Top of Page excerpt


          Don't let this person near nutmeg! That's another one that will cause an altered state of mind for days!

          • (Score: 0) by Anonymous Coward on Friday August 19 2016, @05:56PM

            by Anonymous Coward on Friday August 19 2016, @05:56PM (#390189)

            Ok smartass, you should try being the bored young kid sucking perfectly innocuous nectar, who hours later develops dilated pupils, extreme photosensitivity, tunnel vision, and a persistent murmuring of voices that just aren't there. And then you go back for more nectar because you don't know you have temporary amnesia and can't understand the nectar is causing your symptoms. The adults warned you about obvious things like poison ivy, but they never mentioned datura, you wouldn't know to ask for help if they had, and you're not acting strangely enough for anyone to notice something is wrong with you. Meanwhile you have no idea the nectar is poisonous or how close you are to overdose.

            • (Score: 1) by kurenai.tsubasa on Friday August 19 2016, @08:51PM

              by kurenai.tsubasa (5227) on Friday August 19 2016, @08:51PM (#390273) Journal

              Well, ok. If you're not trolling, I shouldn't be so harsh. How did you make it to safety? What was your condition when it wore off? Have you submitted an experience report to Erowid?

              • (Score: 0) by Anonymous Coward on Friday August 19 2016, @10:14PM

                by Anonymous Coward on Friday August 19 2016, @10:14PM (#390319)

                I was sucking the flowers for one weekend, in a daze and hallucinating the whole time, but I was functional enough. The direct effects wore off after a couple of days, although I had flashbacks for a few months. For years I thought I had social anxiety from going to camp, until I happened to find datura on Wikipedia. I recognized it immediately and knew then that I had been on a drug at the time, and I realized how lucky I was only to drink the nectar and not eat any other parts of the plant. Never looked at Erowid before today but I know from my own experience as a child, this warning from the site is surely true: "Small children should not use Datura."

        • (Score: 2) by Chromium_One on Friday August 19 2016, @02:48PM

          by Chromium_One (4574) on Friday August 19 2016, @02:48PM (#390092)

          Didn't I cover that case? You weren't an attendee?!

          --
          When you live in a sick society, everything you do is wrong.

Bottom of Page excerpt
Top of Extracted records

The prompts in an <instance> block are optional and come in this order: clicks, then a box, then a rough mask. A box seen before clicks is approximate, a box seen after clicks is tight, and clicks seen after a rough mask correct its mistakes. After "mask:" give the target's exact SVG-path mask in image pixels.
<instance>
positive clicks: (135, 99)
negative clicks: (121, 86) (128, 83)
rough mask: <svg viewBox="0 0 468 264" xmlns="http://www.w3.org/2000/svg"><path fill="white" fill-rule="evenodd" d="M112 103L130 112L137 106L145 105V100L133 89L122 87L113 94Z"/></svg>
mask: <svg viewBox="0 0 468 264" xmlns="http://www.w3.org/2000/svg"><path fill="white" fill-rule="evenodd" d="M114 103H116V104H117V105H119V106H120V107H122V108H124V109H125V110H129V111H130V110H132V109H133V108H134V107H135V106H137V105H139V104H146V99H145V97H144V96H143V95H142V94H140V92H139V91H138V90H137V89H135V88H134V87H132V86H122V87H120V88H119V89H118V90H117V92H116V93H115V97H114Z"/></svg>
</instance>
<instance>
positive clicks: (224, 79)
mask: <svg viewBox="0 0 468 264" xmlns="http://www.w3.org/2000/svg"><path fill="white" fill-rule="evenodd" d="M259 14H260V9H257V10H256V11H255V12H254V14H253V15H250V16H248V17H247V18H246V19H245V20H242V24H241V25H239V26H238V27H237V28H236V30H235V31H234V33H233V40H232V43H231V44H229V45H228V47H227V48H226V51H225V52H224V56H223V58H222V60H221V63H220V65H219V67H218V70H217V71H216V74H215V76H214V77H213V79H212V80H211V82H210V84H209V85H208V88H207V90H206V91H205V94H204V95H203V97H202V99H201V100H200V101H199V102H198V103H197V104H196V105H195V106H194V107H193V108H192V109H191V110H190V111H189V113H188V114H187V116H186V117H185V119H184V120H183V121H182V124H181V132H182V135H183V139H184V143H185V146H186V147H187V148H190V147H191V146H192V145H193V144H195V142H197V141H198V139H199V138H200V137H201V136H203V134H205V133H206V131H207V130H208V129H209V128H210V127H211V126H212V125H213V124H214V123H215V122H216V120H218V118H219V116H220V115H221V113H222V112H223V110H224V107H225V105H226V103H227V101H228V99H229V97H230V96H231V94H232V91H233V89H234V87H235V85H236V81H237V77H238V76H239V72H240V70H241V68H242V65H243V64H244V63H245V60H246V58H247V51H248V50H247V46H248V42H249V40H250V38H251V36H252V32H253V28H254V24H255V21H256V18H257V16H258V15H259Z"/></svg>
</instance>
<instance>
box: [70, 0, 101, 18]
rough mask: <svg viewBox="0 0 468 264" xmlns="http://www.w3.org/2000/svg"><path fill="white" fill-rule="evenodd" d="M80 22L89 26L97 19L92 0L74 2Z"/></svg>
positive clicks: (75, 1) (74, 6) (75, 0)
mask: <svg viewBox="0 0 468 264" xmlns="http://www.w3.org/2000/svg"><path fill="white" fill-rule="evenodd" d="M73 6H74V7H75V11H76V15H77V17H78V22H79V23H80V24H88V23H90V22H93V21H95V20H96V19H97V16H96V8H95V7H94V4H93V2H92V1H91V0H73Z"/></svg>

Bottom of Extracted records

## Exercise requirements
A. Could you set down, word for word, the part of the forum thread on datura that begins at the words "Well, ok. If" and stops after "2016, @10:14PM (#390319)"?
B. Do these statements agree with the forum thread on datura? Answer yes or no for each, quoting the words that decide it.
(i) The anonymous poster says the direct effects wore off after about a week.
(ii) The anonymous poster had looked at Erowid before that day.
(iii) kurenai.tsubasa asks whether the poster has submitted an experience report to Erowid.
C. Using the forum thread on datura, answer these:
(i) What does the first comment say not to let this person near?
(ii) What obvious thing did the adults warn about?
(iii) Where did the anonymous poster happen to find datura?

## Expected responses
A.
Well, ok. If you're not trolling, I shouldn't be so harsh. How did you make it to safety? What was your condition when it wore off? Have you submitted an experience report to Erowid?

              • (Score: 0) by Anonymous Coward on Friday August 19 2016, @10:14PM

                by Anonymous Coward on Friday August 19 2016, @10:14PM (#390319)

B.
(i) No: "The direct effects wore off after a couple of days"
(ii) No: "Never looked at Erowid before today"
(iii) Yes: "Have you submitted an experience report to Erowid?"

C.
(i) Nutmeg
(ii) Poison ivy
(iii) On Wikipedia